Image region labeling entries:
•••
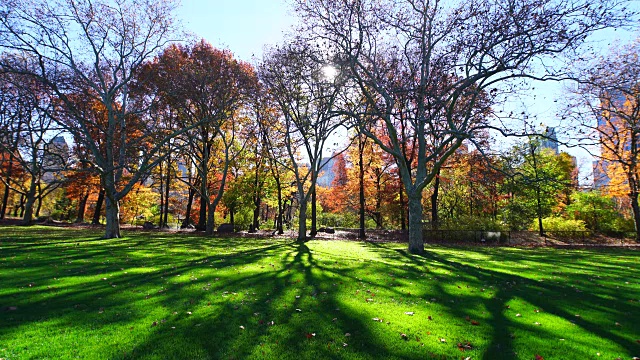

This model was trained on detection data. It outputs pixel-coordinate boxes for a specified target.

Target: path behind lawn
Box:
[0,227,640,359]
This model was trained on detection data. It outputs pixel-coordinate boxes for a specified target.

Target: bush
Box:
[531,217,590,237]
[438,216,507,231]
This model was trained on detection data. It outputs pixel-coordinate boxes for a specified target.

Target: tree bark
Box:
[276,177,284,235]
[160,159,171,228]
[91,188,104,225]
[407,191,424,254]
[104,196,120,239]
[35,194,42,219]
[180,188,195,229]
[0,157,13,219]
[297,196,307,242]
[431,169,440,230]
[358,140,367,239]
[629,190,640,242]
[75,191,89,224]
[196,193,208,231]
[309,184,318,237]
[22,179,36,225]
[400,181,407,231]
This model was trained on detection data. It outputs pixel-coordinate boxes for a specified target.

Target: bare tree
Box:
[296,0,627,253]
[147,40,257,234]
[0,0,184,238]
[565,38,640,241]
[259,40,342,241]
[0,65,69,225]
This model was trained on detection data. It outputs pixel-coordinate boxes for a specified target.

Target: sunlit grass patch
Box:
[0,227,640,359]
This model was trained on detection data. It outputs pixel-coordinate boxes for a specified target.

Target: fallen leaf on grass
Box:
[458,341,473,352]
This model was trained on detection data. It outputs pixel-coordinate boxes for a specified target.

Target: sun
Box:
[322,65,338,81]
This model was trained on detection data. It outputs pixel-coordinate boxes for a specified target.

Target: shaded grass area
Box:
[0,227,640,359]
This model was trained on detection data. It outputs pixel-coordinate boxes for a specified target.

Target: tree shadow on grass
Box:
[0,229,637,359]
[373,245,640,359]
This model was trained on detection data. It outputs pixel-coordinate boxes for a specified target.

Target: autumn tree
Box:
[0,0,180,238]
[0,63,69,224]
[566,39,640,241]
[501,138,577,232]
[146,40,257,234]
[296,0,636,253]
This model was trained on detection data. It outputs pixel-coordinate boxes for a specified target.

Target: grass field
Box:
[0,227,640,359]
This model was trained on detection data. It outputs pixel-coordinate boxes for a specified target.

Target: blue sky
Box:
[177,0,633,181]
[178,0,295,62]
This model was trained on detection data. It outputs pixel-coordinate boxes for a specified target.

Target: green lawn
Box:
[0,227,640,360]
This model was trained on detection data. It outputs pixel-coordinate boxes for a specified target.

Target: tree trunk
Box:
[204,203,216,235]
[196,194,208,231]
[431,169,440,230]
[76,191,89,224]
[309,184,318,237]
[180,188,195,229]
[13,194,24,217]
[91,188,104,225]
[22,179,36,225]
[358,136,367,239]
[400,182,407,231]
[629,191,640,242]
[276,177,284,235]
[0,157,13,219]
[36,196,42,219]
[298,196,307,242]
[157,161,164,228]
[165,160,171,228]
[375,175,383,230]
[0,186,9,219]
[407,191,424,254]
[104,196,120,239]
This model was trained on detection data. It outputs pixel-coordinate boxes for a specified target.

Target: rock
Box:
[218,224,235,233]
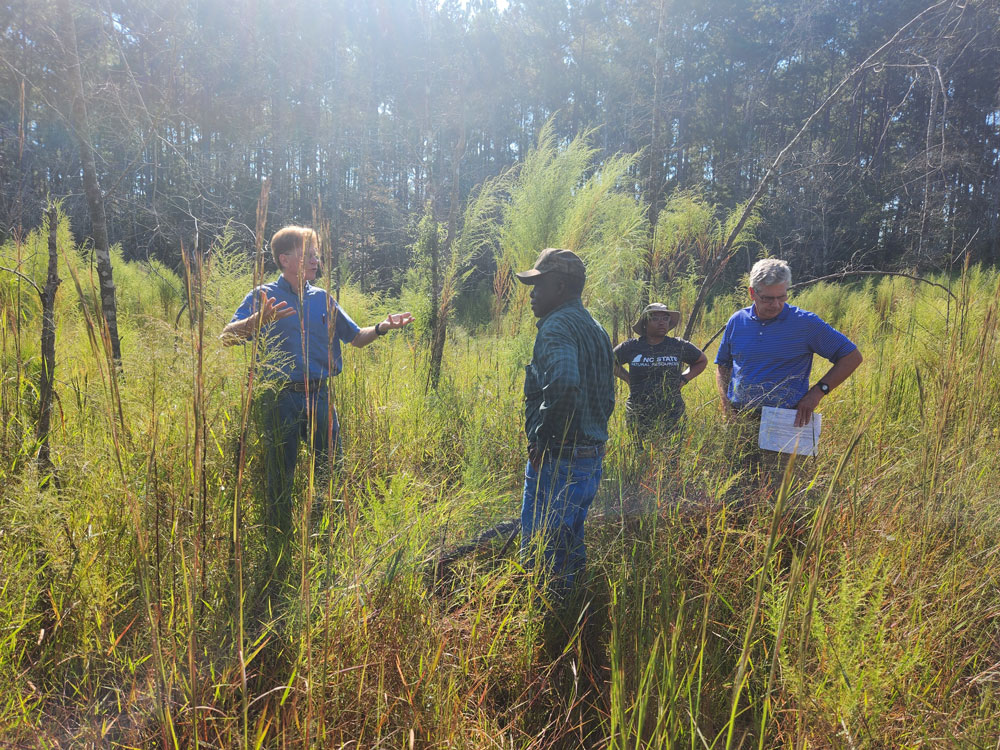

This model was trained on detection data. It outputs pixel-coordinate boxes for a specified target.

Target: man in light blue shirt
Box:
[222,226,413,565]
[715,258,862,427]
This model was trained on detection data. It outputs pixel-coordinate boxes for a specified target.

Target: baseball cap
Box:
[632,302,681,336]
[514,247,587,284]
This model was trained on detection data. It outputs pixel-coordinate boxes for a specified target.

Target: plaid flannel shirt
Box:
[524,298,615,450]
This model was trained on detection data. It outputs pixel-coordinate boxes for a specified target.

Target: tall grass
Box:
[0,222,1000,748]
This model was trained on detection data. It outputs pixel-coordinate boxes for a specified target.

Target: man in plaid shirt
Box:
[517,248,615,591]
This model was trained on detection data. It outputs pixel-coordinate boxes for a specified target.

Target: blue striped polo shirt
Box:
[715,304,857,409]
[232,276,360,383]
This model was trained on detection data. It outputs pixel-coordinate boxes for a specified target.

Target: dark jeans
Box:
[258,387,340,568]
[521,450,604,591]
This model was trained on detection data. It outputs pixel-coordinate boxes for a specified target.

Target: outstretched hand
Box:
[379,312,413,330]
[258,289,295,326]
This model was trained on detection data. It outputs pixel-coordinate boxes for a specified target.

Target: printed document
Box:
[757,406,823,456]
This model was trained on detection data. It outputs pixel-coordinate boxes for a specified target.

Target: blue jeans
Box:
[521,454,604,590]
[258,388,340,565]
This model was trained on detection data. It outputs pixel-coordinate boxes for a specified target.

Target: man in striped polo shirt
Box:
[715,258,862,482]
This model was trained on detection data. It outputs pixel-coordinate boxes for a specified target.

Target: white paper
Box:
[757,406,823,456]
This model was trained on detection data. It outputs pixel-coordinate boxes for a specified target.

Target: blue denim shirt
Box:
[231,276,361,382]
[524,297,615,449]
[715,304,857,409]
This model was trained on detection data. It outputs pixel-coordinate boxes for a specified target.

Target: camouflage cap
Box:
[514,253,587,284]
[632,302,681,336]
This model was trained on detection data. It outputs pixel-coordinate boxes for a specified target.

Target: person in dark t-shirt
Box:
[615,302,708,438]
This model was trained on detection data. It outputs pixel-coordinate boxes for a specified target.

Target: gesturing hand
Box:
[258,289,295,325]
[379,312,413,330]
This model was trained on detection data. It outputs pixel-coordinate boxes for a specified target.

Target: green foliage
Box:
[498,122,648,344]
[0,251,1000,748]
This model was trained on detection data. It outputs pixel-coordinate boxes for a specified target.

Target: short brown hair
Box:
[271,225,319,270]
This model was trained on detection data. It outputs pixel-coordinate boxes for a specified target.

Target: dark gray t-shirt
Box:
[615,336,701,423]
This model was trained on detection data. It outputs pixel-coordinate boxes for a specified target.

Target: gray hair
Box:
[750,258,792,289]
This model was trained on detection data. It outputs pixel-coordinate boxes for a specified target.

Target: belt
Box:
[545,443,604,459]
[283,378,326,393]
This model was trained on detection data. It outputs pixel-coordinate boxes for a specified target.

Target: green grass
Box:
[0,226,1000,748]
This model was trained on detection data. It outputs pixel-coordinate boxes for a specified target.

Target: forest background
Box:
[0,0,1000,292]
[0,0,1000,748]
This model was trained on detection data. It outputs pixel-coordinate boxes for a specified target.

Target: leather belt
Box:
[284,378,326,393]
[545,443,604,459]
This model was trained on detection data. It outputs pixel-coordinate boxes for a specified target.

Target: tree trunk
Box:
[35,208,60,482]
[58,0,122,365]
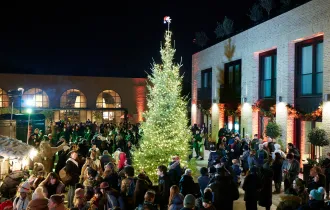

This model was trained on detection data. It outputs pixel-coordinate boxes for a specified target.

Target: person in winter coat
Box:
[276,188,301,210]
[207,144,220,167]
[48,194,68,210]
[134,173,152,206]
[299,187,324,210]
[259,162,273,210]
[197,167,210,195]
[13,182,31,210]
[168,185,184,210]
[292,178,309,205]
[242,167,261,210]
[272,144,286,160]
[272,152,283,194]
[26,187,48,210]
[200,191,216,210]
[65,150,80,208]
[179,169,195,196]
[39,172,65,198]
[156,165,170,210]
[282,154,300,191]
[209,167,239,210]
•••
Reproduce the material from its beginning through the line containing "[438,216,507,231]", including that line, and omit the picture from your answer.

== EXERCISE RESPONSE ==
This model was trained on detection data. It outputs pixel-coordinate boxes for a specified target.

Target: path behind lawn
Box:
[0,227,640,359]
This model was trained on detection data. It outputs pixel-coordinate boxes for a specified target.

Target: bush
Box:
[531,217,590,237]
[438,216,507,231]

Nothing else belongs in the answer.